───── Records for this exercise

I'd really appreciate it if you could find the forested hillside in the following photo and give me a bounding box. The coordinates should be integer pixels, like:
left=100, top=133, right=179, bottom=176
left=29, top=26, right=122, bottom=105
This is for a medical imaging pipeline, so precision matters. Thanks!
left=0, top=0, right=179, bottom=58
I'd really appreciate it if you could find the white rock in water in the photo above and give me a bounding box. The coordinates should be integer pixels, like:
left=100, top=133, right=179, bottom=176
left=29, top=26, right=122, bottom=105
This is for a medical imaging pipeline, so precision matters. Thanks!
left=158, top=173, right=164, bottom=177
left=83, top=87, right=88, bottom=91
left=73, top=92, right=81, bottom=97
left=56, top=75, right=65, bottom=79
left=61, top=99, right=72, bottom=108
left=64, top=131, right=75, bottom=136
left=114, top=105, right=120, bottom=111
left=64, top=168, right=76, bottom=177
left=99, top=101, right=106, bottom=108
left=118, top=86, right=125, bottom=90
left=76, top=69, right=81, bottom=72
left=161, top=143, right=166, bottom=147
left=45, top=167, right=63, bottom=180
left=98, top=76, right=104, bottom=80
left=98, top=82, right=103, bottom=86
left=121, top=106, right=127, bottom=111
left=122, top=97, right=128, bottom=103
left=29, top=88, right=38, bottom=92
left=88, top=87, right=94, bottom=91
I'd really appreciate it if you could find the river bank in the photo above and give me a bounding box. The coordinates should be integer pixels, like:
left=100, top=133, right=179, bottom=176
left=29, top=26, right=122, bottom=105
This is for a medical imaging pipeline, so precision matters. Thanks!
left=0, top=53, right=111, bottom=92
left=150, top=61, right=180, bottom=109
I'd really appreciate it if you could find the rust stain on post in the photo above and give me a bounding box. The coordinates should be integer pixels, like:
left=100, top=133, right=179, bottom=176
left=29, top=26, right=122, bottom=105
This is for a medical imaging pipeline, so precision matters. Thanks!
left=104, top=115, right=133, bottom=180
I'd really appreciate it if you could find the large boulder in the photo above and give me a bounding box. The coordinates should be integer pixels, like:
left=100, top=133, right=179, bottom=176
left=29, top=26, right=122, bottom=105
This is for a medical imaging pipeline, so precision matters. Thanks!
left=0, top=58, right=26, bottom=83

──────────

(Required action)
Please give back the listing in full; each line must match exactly.

(Expected answer)
I'd really appreciate it if you could find the forested hillside in the following photo and give me a bounding box. The coordinates should be integer pixels, like:
left=100, top=133, right=179, bottom=176
left=29, top=26, right=122, bottom=105
This is for a medical imaging pipeline, so precision matters. Thanks!
left=0, top=0, right=179, bottom=58
I'd really appreciate it if you could find the white rock in water in the photo above and give me a bounding box. The coordinates should be integer pixels, like:
left=100, top=133, right=179, bottom=176
left=29, top=26, right=122, bottom=105
This is for a medical imaging pipeline, so precision matters. Thanks!
left=158, top=173, right=164, bottom=177
left=83, top=87, right=88, bottom=91
left=73, top=92, right=81, bottom=97
left=56, top=75, right=65, bottom=79
left=61, top=99, right=72, bottom=108
left=64, top=131, right=75, bottom=136
left=114, top=105, right=120, bottom=111
left=64, top=168, right=76, bottom=177
left=99, top=101, right=106, bottom=108
left=118, top=86, right=125, bottom=90
left=76, top=69, right=81, bottom=72
left=161, top=143, right=166, bottom=147
left=45, top=167, right=63, bottom=180
left=98, top=76, right=104, bottom=80
left=98, top=82, right=103, bottom=86
left=121, top=106, right=127, bottom=111
left=122, top=97, right=128, bottom=103
left=29, top=88, right=38, bottom=92
left=88, top=87, right=94, bottom=91
I'd really appreciate it if you could find the river bank in the photo above and give me a bounding box. The coordinates should be integer pixels, like:
left=100, top=133, right=179, bottom=176
left=29, top=26, right=122, bottom=105
This is for a medical imaging pipeline, so precision matters. Thanks!
left=0, top=53, right=111, bottom=92
left=150, top=61, right=180, bottom=109
I'd really appreciate it if you could find the rust stain on post in the photo above and give me a bounding box. The coordinates should be integer pixels, like:
left=100, top=133, right=179, bottom=176
left=29, top=26, right=122, bottom=105
This is for a medical imaging pipeline, so precision matters. Thanks!
left=104, top=115, right=133, bottom=180
I'd really appreciate it if you could find the large boulder in the photo above and give me a bounding box. The coordinates should be integer pixels, like:
left=100, top=133, right=179, bottom=176
left=29, top=26, right=122, bottom=105
This is for a medical imaging pipeline, so precision matters. Thanks!
left=0, top=58, right=26, bottom=83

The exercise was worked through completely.